Prompt:
All of the records shown below need to be copied with no differences.
──────────
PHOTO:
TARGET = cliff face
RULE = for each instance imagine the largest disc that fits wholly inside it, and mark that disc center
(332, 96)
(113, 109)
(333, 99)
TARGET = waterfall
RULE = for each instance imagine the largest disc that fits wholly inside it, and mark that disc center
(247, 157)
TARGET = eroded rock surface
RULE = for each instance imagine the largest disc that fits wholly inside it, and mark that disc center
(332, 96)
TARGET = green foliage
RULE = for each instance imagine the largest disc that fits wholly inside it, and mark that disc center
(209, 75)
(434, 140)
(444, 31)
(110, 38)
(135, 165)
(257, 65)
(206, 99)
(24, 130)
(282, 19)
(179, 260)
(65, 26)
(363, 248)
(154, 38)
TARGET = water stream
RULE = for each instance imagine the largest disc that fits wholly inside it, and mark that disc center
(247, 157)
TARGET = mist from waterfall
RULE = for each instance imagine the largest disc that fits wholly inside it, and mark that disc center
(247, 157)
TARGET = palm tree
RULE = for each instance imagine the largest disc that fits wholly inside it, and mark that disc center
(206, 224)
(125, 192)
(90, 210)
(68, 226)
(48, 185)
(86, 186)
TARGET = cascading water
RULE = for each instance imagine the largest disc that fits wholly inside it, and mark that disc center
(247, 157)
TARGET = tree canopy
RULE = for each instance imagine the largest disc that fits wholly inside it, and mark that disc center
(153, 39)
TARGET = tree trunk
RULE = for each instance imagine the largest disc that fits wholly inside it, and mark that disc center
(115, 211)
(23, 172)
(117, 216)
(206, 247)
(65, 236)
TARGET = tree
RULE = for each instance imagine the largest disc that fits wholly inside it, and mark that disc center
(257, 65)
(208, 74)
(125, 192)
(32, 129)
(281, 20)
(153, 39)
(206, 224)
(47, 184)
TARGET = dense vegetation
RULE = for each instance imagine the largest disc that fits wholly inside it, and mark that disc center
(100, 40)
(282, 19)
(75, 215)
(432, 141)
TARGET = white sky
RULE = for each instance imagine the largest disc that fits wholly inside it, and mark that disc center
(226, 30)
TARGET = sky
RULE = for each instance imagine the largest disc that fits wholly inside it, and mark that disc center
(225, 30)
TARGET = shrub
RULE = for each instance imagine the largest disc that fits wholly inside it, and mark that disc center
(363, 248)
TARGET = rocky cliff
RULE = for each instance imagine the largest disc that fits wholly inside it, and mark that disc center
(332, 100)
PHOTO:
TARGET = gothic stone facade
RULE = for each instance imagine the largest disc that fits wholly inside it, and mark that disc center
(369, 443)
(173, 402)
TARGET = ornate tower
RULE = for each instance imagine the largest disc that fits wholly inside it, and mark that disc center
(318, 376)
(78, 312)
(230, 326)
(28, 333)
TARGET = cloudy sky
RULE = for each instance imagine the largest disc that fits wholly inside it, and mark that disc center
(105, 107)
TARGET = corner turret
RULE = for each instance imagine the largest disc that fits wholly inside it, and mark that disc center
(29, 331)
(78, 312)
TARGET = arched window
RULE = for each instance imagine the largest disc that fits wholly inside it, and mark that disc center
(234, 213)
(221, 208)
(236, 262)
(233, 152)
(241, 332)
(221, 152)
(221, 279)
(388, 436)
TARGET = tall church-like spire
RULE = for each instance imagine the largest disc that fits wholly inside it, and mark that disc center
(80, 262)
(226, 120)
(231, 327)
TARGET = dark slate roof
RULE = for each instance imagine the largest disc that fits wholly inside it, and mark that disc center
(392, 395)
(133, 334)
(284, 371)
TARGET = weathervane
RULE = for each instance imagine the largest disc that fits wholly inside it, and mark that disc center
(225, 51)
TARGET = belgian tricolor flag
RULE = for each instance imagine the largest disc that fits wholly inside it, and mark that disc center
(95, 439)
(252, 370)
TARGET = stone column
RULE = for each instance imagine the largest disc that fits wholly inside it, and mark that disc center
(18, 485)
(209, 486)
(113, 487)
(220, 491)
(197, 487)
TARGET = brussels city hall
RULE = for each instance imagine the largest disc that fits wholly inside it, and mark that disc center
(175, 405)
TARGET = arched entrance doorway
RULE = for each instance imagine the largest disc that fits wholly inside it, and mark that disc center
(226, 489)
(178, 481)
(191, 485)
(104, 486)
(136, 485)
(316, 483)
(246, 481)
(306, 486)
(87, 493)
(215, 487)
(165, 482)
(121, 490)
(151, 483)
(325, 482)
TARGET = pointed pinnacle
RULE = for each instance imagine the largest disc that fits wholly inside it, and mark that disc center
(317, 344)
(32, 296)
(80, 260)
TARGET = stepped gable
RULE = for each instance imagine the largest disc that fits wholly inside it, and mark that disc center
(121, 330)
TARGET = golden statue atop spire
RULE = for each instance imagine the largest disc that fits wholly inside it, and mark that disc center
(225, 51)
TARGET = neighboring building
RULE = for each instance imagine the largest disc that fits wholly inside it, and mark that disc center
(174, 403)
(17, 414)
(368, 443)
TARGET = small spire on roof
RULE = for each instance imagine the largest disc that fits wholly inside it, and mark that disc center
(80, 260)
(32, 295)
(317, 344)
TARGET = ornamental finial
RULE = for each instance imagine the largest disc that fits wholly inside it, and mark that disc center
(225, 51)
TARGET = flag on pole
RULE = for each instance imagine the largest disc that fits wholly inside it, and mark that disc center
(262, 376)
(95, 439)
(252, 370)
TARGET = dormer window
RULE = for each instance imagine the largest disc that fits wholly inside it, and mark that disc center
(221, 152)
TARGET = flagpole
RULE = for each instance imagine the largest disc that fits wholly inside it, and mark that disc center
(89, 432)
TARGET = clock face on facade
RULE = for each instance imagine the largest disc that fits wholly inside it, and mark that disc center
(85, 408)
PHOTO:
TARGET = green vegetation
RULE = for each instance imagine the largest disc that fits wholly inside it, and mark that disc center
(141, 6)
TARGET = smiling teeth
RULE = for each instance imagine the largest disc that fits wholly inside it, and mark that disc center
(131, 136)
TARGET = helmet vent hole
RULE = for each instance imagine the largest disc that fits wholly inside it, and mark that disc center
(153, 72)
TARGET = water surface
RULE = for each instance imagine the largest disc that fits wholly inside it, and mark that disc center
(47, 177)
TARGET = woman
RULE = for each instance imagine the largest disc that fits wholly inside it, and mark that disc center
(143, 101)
──────────
Written solution:
PHOTO:
TARGET = cliff face
RULE = for each instance imagine the largest disc that fits wholly inside it, and mark that disc center
(332, 96)
(113, 109)
(333, 99)
TARGET = waterfall
RULE = for each instance imagine the largest disc that fits wholly inside it, and mark that disc center
(247, 157)
TARGET = eroded rock surface
RULE = for each instance imagine the largest disc that fits wholly inside it, and mark that disc center
(332, 96)
TARGET = green foliage
RULE = for each instance imagine the largest disc that fits wholly inside it, and mark that disc center
(209, 75)
(434, 140)
(444, 31)
(110, 38)
(135, 165)
(257, 65)
(206, 99)
(24, 130)
(282, 19)
(179, 260)
(65, 26)
(363, 248)
(154, 38)
TARGET = water stream
RULE = for each instance imagine the largest disc that fits wholly inside it, and mark that disc center
(247, 157)
TARGET = mist from waterfall
RULE = for each instance imagine the largest disc that fits wholly inside it, and mark that disc center
(247, 157)
TARGET = palm tree
RULE = for each instance imagine the largest disc that fits wholly inside it, and mark that disc center
(206, 224)
(125, 192)
(90, 210)
(68, 226)
(48, 185)
(86, 186)
TARGET = cascading water
RULE = for each instance imagine the largest disc that fits wholly inside it, and mark that disc center
(247, 157)
TARGET = tree canopy
RULE = for each instance imagine the largest disc that fits wholly inside it, and mark that disc center
(153, 39)
TARGET = tree trunk
RULE = for each instance imagine the largest disc that fits wholly inside it, and mark that disc center
(115, 211)
(23, 172)
(117, 216)
(206, 247)
(65, 236)
TARGET = tree
RULE = for each instance imagine the largest disc that fits wholly inside it, and mark that disc center
(257, 65)
(208, 74)
(125, 192)
(32, 129)
(281, 20)
(153, 39)
(206, 224)
(47, 184)
TARGET = dense vegetation
RULE = for each instance imagine the largest disc that fits wholly inside it, and mark that disc center
(100, 40)
(282, 19)
(75, 215)
(432, 141)
TARGET = white sky
RULE = for each instance imagine the largest disc that fits wholly inside it, and mark that disc center
(226, 30)
TARGET = sky
RULE = for each instance imagine the largest disc that fits wholly inside it, and mark that disc center
(225, 30)
TARGET = shrub
RULE = for each instance imagine the largest disc that fits wholly inside it, and mark that disc center
(363, 248)
TARGET = rocky cliff
RULE = for each instance imagine the largest disc that fits wholly inside it, and mark that disc center
(332, 100)
PHOTO:
TARGET = gothic stone facade
RULE = for each instance imagine the largest disc that fits wholly inside it, and mark that disc center
(369, 443)
(173, 402)
TARGET = ornate tower
RULE = for each instance imagine the largest disc that fits wholly inside it, and mark that disc center
(318, 376)
(78, 312)
(230, 326)
(28, 333)
TARGET = cloudy sky
RULE = for each instance imagine the largest disc that fits wholly inside it, and mark that disc center
(105, 107)
TARGET = corner turret
RULE = for each instance imagine the largest disc that fits wholly inside it, and mark that disc center
(29, 331)
(78, 312)
TARGET = arched window
RULE = for each instance imagine the largest disc that fits wholly inside it, and mark that disc center
(234, 213)
(221, 208)
(236, 262)
(233, 152)
(241, 332)
(221, 152)
(221, 279)
(388, 436)
TARGET = tall church-like spire
RULE = for each instance imagine the largest disc that fits wholly inside it, and mark that disc center
(80, 262)
(226, 120)
(231, 327)
TARGET = dark slate roof
RULE = for each instance imagine the largest disc that fits wholly inside it, and mark that disc center
(392, 395)
(133, 334)
(284, 371)
TARGET = weathervane
RULE = for each instance imagine the largest disc that fits wholly inside it, and mark that disc center
(225, 51)
TARGET = belgian tricolor flag
RULE = for each instance imagine the largest disc that fits wholly inside it, and mark that disc center
(95, 439)
(252, 370)
TARGET = stone column
RULE = for each instance imagine the largest disc that fits wholly inside it, and mark that disc center
(18, 485)
(209, 486)
(113, 487)
(220, 491)
(197, 487)
TARGET = brussels city hall
RULE = for each instance imagine the largest disc that fits wholly inside it, and mark that disc center
(175, 405)
TARGET = arched entrance doorway
RULE = for each instance imagine the largest disc that fits wholly inside it, and mark that disc center
(226, 489)
(178, 481)
(191, 485)
(104, 486)
(136, 485)
(316, 483)
(246, 481)
(306, 486)
(87, 493)
(215, 487)
(165, 482)
(121, 490)
(151, 483)
(325, 482)
TARGET = pointed pinnacle
RULE = for each instance imagine the largest disc that fits wholly inside it, and mark that disc center
(317, 344)
(32, 296)
(80, 260)
TARGET = stepped gable
RULE = for each instance imagine the largest disc that fits wholly inside it, and mark that disc center
(121, 330)
TARGET = golden statue atop spire
RULE = for each instance imagine the largest disc that fits wholly inside it, and mark that disc center
(225, 51)
TARGET = neighboring building
RULE = for each instance imagine the largest disc that fits wholly inside it, and mark that disc center
(174, 403)
(17, 414)
(368, 443)
TARGET = small spire on roof
RULE = for each instance imagine the largest disc that fits wholly inside it, and mark that disc center
(80, 260)
(32, 295)
(317, 344)
TARGET = ornamental finial
RULE = for each instance imagine the largest disc that fits wholly inside it, and mark that disc center
(225, 51)
TARGET = flag on pole
RULE = for each instance imagine the largest disc that fits wholly inside it, and mark that disc center
(262, 376)
(95, 439)
(252, 370)
TARGET = dormer window
RULE = for each instance imagine the largest disc that fits wholly inside it, and mark that disc center
(221, 152)
TARGET = flagpole
RULE = for each instance imagine the largest disc that fits wholly inside it, and mark that disc center
(89, 432)
TARGET = clock face on facade
RULE = for each instance imagine the largest disc that fits wholly inside it, and mark that disc center
(85, 408)
PHOTO:
TARGET = green vegetation
RULE = for each instance imagine the largest disc that fits wholly inside it, and mark that disc center
(141, 6)
TARGET = smiling teeth
RULE = for each instance imagine the largest disc that fits wholly inside it, and mark that disc center
(131, 136)
TARGET = helmet vent hole
RULE = for each instance imagine the largest disc that fits wholly inside it, and mark that disc center
(153, 72)
TARGET = water surface
RULE = for each instance imagine the largest disc that fits wholly inside it, and mark that disc center
(47, 177)
TARGET = woman
RULE = for each instance imagine the largest disc that fits wholly inside it, and mark that disc center
(143, 101)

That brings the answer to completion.